## Description of the task
Please identify every line in the listing that contains the string "plastic" and copy each one. Case counts, so match uppercase and lowercase letters exactly.

## Detection annotation records
%%
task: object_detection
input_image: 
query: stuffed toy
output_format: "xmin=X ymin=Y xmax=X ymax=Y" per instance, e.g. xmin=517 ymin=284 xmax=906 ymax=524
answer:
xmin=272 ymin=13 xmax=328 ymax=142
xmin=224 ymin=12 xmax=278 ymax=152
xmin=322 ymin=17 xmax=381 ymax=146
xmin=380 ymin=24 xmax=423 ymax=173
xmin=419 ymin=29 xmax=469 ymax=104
%%
%%
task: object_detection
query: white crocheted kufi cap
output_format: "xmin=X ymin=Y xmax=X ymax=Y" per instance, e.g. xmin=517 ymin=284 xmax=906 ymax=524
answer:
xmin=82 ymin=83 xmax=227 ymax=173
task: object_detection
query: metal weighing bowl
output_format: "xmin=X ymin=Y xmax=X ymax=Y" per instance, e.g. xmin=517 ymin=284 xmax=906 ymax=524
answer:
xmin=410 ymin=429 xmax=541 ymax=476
%%
%%
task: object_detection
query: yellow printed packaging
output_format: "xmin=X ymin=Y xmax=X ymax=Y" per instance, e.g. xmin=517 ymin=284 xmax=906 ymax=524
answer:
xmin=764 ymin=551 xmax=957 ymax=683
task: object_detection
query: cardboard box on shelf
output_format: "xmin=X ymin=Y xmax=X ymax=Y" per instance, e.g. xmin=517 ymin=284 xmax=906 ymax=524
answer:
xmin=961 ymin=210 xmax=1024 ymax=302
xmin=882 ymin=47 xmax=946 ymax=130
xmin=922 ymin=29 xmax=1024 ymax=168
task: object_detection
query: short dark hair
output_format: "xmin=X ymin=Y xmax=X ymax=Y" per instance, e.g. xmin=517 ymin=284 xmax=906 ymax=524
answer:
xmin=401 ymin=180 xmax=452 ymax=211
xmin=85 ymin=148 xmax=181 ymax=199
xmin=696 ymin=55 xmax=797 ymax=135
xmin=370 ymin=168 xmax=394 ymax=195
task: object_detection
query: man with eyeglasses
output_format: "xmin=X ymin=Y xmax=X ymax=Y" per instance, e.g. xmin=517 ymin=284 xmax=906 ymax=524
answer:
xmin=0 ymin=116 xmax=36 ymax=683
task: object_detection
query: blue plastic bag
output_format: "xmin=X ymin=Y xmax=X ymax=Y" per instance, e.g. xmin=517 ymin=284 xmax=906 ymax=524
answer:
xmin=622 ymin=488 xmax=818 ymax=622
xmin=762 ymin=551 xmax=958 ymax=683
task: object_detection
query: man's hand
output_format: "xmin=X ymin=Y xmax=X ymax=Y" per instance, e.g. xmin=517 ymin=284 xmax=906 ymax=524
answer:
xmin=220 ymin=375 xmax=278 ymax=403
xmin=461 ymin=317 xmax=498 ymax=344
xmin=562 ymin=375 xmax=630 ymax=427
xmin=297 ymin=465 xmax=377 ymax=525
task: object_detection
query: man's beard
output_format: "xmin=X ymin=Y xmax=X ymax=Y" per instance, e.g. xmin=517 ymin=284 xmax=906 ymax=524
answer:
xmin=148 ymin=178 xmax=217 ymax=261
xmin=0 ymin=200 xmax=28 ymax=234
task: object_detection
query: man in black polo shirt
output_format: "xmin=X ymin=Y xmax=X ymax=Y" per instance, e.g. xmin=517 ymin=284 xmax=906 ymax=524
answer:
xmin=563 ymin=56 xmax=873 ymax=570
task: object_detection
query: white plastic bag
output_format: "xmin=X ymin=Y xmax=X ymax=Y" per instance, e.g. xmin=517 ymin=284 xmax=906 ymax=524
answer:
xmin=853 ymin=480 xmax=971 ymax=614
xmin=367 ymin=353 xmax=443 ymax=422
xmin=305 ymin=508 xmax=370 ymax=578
%%
## Complete output
query: blue plastic bag
query: white plastic bag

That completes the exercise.